BRIEF:
Repeat exactly, and only, the lines from the one containing "Please put a marker on the dark" through the end of the records.

◇ ◇ ◇ ◇

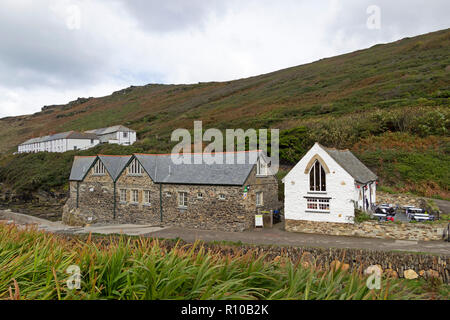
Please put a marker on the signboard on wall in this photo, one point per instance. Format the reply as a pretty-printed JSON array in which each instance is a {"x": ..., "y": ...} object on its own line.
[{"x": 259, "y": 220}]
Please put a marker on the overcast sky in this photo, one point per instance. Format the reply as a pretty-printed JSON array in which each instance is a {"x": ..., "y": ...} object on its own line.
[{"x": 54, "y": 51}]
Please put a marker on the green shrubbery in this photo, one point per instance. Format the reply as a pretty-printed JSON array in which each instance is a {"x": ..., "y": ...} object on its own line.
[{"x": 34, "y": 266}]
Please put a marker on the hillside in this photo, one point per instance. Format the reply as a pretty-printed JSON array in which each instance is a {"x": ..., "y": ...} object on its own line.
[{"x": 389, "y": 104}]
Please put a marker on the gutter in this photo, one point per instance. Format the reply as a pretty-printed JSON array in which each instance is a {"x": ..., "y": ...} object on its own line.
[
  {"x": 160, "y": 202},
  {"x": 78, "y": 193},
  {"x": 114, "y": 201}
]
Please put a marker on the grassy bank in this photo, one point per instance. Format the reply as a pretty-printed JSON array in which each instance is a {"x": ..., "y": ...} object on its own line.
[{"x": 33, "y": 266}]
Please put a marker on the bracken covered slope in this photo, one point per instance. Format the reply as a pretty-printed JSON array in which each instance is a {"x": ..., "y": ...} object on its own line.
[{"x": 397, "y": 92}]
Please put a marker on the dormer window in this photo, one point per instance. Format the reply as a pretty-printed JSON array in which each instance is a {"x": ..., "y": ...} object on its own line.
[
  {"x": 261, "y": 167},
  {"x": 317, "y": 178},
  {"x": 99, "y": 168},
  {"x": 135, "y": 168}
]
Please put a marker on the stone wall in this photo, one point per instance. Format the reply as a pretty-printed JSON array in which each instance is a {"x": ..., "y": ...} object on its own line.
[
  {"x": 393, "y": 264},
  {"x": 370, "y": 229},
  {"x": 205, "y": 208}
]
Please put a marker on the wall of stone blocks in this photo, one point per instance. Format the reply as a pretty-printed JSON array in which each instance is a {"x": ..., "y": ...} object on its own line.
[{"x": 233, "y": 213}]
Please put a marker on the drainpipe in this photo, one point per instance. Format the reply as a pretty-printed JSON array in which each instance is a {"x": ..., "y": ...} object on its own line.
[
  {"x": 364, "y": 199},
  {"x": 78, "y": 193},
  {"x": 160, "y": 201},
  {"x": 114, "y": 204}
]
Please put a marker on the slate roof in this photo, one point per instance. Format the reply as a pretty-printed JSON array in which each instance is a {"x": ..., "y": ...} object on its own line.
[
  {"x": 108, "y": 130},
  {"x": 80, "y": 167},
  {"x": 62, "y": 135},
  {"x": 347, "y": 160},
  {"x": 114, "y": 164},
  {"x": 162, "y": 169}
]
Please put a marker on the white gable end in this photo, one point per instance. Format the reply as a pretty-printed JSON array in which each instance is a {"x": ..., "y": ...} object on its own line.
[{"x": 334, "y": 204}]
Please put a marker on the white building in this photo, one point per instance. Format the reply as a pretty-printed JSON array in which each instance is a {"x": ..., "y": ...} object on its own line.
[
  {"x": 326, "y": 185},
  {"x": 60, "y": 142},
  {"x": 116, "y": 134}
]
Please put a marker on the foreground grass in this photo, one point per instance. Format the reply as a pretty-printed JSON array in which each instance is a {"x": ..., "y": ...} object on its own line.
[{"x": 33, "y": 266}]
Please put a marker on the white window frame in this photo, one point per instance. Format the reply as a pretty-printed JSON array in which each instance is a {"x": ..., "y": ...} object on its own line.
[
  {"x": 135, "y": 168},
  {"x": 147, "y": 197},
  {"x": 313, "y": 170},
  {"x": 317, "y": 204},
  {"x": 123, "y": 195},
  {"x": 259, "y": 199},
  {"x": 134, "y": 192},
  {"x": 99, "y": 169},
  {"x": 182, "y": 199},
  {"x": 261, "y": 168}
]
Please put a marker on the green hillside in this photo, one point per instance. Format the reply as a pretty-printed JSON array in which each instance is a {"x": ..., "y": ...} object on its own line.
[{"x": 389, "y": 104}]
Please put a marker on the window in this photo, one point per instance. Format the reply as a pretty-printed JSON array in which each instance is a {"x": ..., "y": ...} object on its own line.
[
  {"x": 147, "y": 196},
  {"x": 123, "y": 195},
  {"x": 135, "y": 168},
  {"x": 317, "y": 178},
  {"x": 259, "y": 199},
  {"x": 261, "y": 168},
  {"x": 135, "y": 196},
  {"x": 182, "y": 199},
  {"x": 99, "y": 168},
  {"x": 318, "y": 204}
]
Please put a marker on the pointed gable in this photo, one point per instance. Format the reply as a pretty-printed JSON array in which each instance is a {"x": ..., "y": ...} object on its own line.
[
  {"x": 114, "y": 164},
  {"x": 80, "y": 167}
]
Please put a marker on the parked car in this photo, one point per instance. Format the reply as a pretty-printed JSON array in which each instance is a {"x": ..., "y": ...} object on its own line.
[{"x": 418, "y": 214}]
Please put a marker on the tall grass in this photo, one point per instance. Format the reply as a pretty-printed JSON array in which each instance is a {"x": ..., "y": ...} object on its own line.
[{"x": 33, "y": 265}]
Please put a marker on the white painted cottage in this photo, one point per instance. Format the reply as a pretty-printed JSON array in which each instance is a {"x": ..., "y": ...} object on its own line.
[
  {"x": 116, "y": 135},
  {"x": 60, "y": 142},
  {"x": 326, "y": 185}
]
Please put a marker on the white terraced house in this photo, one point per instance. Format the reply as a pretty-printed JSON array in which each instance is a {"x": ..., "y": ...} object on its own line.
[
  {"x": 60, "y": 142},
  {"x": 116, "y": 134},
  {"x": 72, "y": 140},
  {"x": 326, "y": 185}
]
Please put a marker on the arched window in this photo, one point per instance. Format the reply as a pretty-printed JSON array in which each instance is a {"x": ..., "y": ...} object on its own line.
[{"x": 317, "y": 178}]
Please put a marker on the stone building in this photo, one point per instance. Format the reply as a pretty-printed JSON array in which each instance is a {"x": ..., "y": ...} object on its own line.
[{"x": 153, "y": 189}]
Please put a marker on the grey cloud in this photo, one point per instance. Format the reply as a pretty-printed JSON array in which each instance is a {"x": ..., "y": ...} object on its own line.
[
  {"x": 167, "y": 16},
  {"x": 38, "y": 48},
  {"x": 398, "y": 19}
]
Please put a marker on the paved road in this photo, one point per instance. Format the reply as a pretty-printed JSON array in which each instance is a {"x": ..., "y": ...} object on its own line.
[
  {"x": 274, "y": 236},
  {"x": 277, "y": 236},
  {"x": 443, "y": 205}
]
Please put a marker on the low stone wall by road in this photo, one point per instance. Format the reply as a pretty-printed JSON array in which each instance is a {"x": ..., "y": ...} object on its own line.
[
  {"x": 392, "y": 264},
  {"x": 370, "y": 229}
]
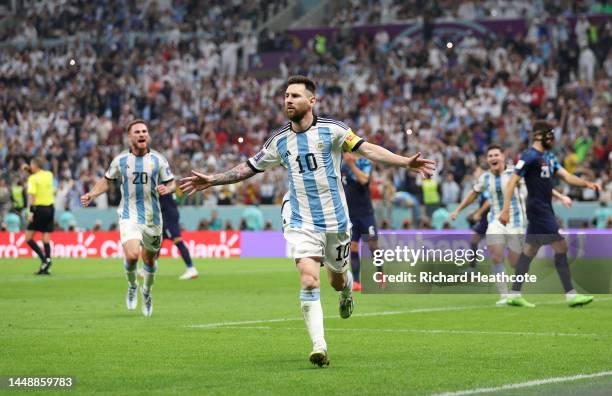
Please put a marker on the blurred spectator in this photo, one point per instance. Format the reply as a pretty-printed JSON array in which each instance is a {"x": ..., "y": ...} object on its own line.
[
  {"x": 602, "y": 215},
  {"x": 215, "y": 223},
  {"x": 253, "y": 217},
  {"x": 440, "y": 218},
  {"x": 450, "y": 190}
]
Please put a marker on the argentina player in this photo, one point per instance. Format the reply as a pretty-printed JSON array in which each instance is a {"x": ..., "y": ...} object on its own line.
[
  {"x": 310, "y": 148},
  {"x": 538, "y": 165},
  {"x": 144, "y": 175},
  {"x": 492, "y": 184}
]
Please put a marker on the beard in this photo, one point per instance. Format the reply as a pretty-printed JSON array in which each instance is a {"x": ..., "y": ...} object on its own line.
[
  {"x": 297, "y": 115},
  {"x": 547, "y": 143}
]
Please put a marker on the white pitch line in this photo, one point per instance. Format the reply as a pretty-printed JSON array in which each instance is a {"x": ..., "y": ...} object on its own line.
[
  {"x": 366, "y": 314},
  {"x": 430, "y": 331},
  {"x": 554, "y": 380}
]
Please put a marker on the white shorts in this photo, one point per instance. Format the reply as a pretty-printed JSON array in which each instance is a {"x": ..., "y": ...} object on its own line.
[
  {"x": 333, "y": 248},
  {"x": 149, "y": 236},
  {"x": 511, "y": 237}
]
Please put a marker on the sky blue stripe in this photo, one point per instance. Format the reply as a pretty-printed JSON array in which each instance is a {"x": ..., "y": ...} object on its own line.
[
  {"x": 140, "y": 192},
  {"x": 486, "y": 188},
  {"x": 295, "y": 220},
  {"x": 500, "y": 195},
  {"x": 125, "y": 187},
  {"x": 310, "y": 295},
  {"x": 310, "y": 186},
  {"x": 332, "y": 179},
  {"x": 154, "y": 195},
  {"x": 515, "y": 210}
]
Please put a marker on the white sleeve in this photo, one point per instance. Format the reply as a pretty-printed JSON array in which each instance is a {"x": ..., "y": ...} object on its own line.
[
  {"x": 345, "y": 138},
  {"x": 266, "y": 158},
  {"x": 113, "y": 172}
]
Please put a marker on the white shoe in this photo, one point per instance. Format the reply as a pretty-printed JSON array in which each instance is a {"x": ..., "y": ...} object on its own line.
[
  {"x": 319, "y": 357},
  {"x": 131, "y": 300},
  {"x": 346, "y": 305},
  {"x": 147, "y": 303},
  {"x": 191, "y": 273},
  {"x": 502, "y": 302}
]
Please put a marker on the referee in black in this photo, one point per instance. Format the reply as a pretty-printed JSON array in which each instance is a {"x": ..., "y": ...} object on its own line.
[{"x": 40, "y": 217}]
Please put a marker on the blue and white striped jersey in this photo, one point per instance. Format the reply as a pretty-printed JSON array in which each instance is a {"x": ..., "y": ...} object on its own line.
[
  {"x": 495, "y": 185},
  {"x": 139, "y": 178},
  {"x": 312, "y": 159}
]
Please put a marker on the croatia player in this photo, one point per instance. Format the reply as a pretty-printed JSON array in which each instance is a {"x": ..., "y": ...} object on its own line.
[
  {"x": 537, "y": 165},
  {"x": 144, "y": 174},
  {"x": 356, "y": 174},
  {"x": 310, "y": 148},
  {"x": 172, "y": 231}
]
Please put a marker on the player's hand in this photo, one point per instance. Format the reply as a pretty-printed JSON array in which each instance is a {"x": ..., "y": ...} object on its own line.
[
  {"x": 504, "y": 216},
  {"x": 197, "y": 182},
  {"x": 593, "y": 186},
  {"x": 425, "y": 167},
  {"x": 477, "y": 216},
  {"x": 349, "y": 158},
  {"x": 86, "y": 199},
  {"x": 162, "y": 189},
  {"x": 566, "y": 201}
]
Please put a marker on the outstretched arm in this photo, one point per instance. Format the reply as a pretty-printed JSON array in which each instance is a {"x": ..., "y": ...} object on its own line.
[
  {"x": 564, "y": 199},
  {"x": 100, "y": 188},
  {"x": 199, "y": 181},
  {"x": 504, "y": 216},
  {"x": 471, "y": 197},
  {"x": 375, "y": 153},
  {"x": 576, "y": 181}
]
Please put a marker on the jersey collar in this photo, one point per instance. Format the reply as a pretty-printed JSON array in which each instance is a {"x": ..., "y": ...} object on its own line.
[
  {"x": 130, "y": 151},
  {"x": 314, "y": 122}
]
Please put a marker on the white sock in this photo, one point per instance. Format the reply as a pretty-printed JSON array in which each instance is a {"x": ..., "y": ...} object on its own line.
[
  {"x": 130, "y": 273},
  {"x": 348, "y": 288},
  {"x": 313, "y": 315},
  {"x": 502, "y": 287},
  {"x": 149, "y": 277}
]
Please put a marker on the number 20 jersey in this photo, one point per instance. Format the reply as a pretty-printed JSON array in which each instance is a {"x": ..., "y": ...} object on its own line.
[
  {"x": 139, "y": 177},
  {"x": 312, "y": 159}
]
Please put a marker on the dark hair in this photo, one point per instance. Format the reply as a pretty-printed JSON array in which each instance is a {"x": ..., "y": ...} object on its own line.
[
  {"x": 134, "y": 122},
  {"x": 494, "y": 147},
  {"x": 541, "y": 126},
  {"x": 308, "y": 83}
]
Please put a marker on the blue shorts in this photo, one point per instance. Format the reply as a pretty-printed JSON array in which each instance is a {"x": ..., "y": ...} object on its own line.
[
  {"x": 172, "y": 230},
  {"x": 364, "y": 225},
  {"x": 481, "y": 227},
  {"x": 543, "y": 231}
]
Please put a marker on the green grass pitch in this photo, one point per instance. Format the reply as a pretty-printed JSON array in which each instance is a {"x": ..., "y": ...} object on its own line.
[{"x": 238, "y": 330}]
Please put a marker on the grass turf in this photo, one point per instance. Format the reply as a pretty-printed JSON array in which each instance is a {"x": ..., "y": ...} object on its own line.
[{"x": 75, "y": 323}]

◇ ◇ ◇ ◇

EXERCISE SOLUTION:
Please put a marker on the dark hair in this photo, one point per instance. Format the reply as a pretty-printed JSON array in which each instance is a {"x": ..., "y": ...} object on its own line.
[
  {"x": 134, "y": 122},
  {"x": 494, "y": 147},
  {"x": 541, "y": 126},
  {"x": 308, "y": 83}
]
Please put a marker on the blue shorts in this photo, one point per instance. Format the reply as a pretty-printed JSON array in which each instance is a {"x": ..., "y": ...} object on its own line.
[
  {"x": 172, "y": 230},
  {"x": 364, "y": 225},
  {"x": 481, "y": 227},
  {"x": 543, "y": 231}
]
Please put a marker on the green grass pitch in this photo, one point per instance. Format the reply as a pretty-printed JSON array in which each instance is a {"x": ..., "y": ...} object on its own line.
[{"x": 238, "y": 330}]
Please put a marker on the grass turf in this photo, one point per instance. Format the reply as a pretty-printed JSON array in which each instance is a {"x": ..., "y": ...} object on its own line.
[{"x": 75, "y": 323}]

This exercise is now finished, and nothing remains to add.